▸ **Set problem 1**
According to the forum thread, what happens when the volume control is touched in any direction?

▸ **Reading passage**
# Bose audio - volume button not working?



## mcMike (May 19, 2006)

Hello,

I have -99 TT with Bose audio (think it's the concert-model?). There is the CD-changer in the backseat-box and C-cassette in the front.

The volume button stopped working. When I turn radio on the volume is quite loud and ANY touch to any direction of volume will mute it.

Any ideas? Is this known fault? 
Any other options than remove the radio and disassemble it and try to change the potentiometer inside? Anyone know the part-code for new pot?

Thanks


----------



## rballtt (Jul 17, 2006)

Yeah I had that on my old S3 and it got progressively worse (especially in the cold).

The only thing to do is get a new HU.


----------



## mcMike (May 19, 2006)

rballtt said:


> Yeah I had that on my old S3 and it got progressively worse (especially in the cold).
> 
> The only thing to do is get a new HU.


*HU?* HeadUnit? as a front plate? Or am I totally lost here? 
Also, from where should I look?

Thanks.

ps. Cold indeed. This happened when the very first snow and below zero temperaturs came.


----------



## NormStrm (Sep 6, 2003)

I found this info on the audiowners group, hope it helps or points you in the right direction.

Re: [audiowners] Audi Concert radio/cassette-VOLUME CONTROL?Standard Header|Hide PaneSteve Bailey <[email protected]>AddThursday, 26 October, 2006 7:29:15 AMTo:[email protected]

Found this on http://www.audittcca.com/discussions/auditt/00005846

It explains what I tried to explain last night more fully.

"Just found this, hope it explains your problem.
No luck finding the chip type yet.

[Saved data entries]

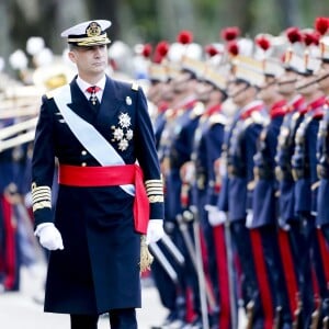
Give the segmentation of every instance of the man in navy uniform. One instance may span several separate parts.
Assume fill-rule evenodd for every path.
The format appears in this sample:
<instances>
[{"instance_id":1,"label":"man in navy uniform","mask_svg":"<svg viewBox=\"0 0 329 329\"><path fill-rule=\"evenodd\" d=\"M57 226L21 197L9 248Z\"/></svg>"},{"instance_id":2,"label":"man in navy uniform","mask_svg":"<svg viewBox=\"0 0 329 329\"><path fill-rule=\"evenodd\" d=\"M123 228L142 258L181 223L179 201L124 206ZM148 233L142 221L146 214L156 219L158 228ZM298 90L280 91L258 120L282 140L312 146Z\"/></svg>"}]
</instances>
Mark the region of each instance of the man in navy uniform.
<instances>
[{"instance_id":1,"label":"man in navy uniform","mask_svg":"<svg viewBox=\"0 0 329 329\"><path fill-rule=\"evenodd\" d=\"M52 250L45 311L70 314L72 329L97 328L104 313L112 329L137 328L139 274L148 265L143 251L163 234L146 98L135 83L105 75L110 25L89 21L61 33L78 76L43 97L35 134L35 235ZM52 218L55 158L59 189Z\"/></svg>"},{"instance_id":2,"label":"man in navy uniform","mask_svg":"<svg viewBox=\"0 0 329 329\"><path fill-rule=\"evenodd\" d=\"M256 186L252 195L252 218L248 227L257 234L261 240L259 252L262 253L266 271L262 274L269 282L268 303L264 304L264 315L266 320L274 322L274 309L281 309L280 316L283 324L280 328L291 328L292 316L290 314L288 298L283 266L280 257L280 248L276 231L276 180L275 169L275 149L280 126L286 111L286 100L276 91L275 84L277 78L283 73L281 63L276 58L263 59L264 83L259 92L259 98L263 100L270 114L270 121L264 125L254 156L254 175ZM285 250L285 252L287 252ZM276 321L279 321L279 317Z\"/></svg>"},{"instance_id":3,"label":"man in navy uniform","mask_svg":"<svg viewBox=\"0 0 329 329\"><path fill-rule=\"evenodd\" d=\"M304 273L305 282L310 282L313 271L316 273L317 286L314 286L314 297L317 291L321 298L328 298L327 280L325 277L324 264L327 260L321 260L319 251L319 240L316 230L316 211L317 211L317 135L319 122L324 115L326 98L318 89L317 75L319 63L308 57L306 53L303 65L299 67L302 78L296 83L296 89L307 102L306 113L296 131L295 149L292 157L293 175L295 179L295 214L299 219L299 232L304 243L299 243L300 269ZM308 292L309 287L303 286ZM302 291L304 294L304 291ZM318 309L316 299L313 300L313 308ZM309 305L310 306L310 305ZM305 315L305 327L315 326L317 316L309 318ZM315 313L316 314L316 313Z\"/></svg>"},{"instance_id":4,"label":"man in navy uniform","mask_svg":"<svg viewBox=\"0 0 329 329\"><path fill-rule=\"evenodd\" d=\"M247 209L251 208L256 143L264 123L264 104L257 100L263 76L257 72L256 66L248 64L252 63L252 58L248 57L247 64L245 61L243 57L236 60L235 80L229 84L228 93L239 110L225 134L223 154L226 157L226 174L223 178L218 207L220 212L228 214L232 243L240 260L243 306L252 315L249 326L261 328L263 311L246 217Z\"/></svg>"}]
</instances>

---

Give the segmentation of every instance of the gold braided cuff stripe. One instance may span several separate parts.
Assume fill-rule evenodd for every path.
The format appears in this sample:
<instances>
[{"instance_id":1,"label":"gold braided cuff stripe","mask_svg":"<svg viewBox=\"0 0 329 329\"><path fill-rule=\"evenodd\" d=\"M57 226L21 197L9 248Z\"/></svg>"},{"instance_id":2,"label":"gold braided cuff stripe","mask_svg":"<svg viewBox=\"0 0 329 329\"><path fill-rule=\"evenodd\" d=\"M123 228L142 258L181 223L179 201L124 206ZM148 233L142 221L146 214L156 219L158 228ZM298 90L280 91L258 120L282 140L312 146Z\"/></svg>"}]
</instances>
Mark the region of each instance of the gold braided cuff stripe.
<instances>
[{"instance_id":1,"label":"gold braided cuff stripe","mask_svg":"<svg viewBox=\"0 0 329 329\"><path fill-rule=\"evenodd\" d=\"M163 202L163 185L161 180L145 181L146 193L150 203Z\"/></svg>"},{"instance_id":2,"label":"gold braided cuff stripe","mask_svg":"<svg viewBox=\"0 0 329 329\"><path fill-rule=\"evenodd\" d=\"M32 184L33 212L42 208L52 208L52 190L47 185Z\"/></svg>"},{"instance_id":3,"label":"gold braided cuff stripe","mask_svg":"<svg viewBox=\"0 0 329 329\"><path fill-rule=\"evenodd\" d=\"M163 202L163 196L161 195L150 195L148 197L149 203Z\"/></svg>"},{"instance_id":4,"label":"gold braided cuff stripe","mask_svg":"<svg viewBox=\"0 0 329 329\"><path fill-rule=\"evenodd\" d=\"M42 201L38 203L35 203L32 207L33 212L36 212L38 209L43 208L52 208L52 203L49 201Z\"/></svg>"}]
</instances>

▸ **Set problem 2**
Pull out every line of the rows above that contains the string "segmentation".

▸ **Exercise solution 1**
Any touch to the volume control mutes the radio.

▸ **Exercise solution 2**
Give the segmentation of every instance of the man in navy uniform. One instance may span several separate parts.
Give the segmentation of every instance of the gold braided cuff stripe. One instance may span several separate parts.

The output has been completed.